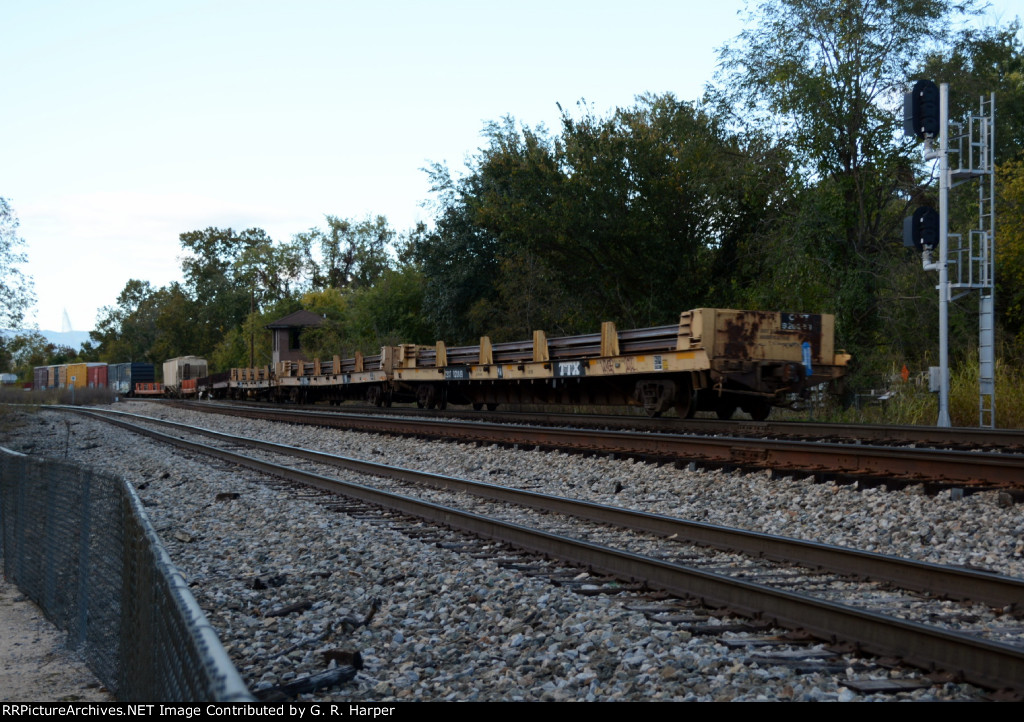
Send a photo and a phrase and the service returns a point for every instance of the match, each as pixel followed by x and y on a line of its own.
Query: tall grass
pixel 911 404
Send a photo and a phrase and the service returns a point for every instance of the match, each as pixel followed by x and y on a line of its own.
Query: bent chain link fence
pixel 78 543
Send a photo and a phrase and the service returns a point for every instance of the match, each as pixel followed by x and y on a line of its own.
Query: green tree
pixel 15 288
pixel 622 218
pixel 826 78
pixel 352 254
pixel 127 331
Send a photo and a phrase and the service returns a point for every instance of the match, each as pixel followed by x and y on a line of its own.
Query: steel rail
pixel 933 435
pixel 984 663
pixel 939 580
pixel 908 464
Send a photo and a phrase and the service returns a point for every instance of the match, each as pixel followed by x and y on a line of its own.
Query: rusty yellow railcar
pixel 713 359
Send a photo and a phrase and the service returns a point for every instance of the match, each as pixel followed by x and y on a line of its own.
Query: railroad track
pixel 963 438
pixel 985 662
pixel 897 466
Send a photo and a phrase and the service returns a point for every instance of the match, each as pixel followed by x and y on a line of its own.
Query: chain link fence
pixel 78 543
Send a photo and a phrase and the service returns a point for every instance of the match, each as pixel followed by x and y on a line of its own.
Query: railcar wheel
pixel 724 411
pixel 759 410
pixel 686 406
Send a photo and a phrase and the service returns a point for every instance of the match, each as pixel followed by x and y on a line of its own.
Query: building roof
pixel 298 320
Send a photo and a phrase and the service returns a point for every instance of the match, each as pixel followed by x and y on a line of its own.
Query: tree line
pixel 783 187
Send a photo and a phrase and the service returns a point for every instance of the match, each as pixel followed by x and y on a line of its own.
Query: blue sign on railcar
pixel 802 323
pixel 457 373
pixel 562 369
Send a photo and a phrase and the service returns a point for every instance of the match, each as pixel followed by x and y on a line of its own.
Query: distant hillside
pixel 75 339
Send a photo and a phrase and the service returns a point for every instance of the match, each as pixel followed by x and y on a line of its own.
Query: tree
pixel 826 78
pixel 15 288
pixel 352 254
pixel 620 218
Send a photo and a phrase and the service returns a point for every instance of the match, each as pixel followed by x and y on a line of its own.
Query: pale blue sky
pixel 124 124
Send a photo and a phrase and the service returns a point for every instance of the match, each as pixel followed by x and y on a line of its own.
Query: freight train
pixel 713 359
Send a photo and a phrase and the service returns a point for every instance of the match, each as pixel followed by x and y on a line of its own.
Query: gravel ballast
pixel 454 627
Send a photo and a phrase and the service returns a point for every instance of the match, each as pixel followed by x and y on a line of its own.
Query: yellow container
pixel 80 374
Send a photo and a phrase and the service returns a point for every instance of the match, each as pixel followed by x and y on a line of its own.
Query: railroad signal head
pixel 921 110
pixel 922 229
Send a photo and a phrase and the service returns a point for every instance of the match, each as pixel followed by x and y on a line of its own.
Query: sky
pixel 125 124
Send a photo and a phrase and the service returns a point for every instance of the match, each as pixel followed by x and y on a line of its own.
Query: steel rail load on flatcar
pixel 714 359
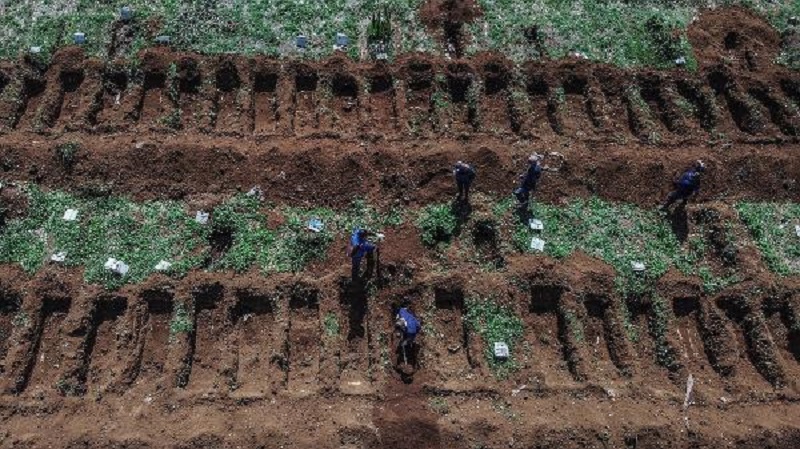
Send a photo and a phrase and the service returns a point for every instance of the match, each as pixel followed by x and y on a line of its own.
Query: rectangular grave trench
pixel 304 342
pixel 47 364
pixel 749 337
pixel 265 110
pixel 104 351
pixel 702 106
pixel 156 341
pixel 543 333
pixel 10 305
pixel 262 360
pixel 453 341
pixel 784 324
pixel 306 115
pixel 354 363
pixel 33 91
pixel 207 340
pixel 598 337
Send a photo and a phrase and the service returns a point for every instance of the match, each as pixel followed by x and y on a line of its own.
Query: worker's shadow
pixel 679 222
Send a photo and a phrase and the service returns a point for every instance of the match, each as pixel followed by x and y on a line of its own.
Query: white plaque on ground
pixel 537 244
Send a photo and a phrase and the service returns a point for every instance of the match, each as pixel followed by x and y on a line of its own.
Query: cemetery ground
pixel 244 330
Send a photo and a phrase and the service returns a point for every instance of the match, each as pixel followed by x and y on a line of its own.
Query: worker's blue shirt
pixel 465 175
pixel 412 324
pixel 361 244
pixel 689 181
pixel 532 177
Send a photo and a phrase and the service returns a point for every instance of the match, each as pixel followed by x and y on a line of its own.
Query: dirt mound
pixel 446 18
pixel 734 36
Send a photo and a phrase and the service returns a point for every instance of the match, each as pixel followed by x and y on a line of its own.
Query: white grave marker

====

■ PROBLEM DESCRIPTION
With the images left out, output all the entries above exactly.

■ TASK RESPONSE
Send a photo and a phrase and the service returns a point for every instance of the match, each as pixel followed by x and y on a line of its own.
Query: tall grass
pixel 911 404
Send a photo and a phrase and the service returns a point for every instance of the match, each as pixel followed by x and y on a line of its own.
Query: bent chain link fence
pixel 78 543
Send a photo and a phrase and the service returns a point for every instance of the match, each as pixel followed by x and y on a line of its own.
Query: green tree
pixel 15 288
pixel 622 218
pixel 826 78
pixel 352 254
pixel 127 331
Send a photo and a phrase and the service returns a point for every instance of the match, each as pixel followed by x and y on a line of its own.
Query: steel rail
pixel 933 435
pixel 984 663
pixel 939 580
pixel 908 464
Send a photo and a phrase and the service returns a point for every instance of the match, each as pixel followed by x and y on a line of its own.
Query: rusty yellow railcar
pixel 713 359
Send a photo and a phrase and the service returns a point for every instance of the match, each as pixel followed by x and y on a line of its own.
Query: railroad track
pixel 963 438
pixel 985 662
pixel 897 466
Send a photo and a phrase and the service returns a point for every instance of the match, each as pixel followed by x and y on a line of its own.
Query: chain link fence
pixel 78 543
Send a photo and a phrase and the service returns a point for every instance of the match, each as pixel followed by x and y on a line of its own.
Query: railcar wheel
pixel 724 411
pixel 759 410
pixel 686 406
Send a photo and a phrase and the service returns a point for every instance of the match, each as pixel followed by x and y on a line of its own.
Query: building roof
pixel 298 320
Send a photo and a phrase and the service returns a point for every instance of the match, each as pixel followed by x and y on a line of its own.
Query: tree line
pixel 783 187
Send a photo and a phrase and the service returns a point for every instance of the match, each as pixel followed by x and y on a line of its own.
Query: blue sign on railcar
pixel 802 323
pixel 457 373
pixel 562 369
Send a photo and a phrase and the service returns a point for every instance of the match, each as pixel followed by x and y on a line of its own.
Query: distant hillside
pixel 75 339
Send a photo and a phrase and the service returns a point for every instance of the match, each as pixel followed by x and y on a line of its own.
Query: tree
pixel 826 78
pixel 15 288
pixel 352 254
pixel 620 218
Send a photo and a phrase and the service returns a point for every instance of the match, each as pixel followed by x and y on a line of its own.
Query: pale blue sky
pixel 124 124
Send a photo and a phrase and the service returns a point for every instance of the match, each as pixel followed by x and y on a line of its own.
Query: freight train
pixel 713 359
Send a photo and a phrase and the service returns a point for every instance of the match, each as pixel followed by x and y on a line of its own.
Query: gravel ballast
pixel 454 627
Send a photo and a phrase and the service returns a point for every instance of the match, each as pixel followed by x and y on a line of its own.
Query: yellow container
pixel 80 374
Send a photo and a phrase and the service returns a point for every instance of the match, each as pixel followed by x and y on a line of its own.
Query: railroad signal head
pixel 921 110
pixel 922 229
Send a photo and a phrase and the service returns a point for every instance of the match, each as pixel followed by x and y on a line of its own.
Query: sky
pixel 125 124
Send a photo and a phrase and the service returns a point for every instance of the match, each as pixel followed by x and y on a line of its own.
Query: steel rail load on flatcar
pixel 714 359
Send a photo and a phrase and the service returns a point for every instance of the match, each as pixel followed by x and y on a line of its own.
Query: rectangular grave trench
pixel 304 342
pixel 47 364
pixel 749 337
pixel 265 110
pixel 104 351
pixel 702 106
pixel 156 341
pixel 543 333
pixel 10 305
pixel 262 360
pixel 453 341
pixel 784 324
pixel 306 115
pixel 354 363
pixel 33 91
pixel 207 340
pixel 598 337
Send a photo and a phrase and the service returns a point for every instance of the match, each as pixel followed by x and y on a line of its own.
Query: worker's shadow
pixel 679 222
Send a photo and a phrase and the service returns a point for every instance of the match, each as pixel followed by x and y on a line of its own.
Query: white plaque on ground
pixel 537 244
Send a photo and a phrase and the service returns a point for every instance of the match, each as pixel followed by x and y on a line of its own.
Query: cemetery ground
pixel 244 330
Send a photo and a phrase and the service returns a point for every instance of the match, each as pixel followed by x and y on a line of its own.
Query: worker's blue shirt
pixel 465 175
pixel 412 324
pixel 361 244
pixel 689 181
pixel 532 177
Send a photo and a phrase and the service returns a point for every instance of the match, each as pixel followed by x and y on a line of its own.
Query: dirt mound
pixel 446 18
pixel 734 36
Send a photo and a phrase and the service returns a point for every instance of the match, each as pixel followed by x and y on a line of its own.
Query: white grave marker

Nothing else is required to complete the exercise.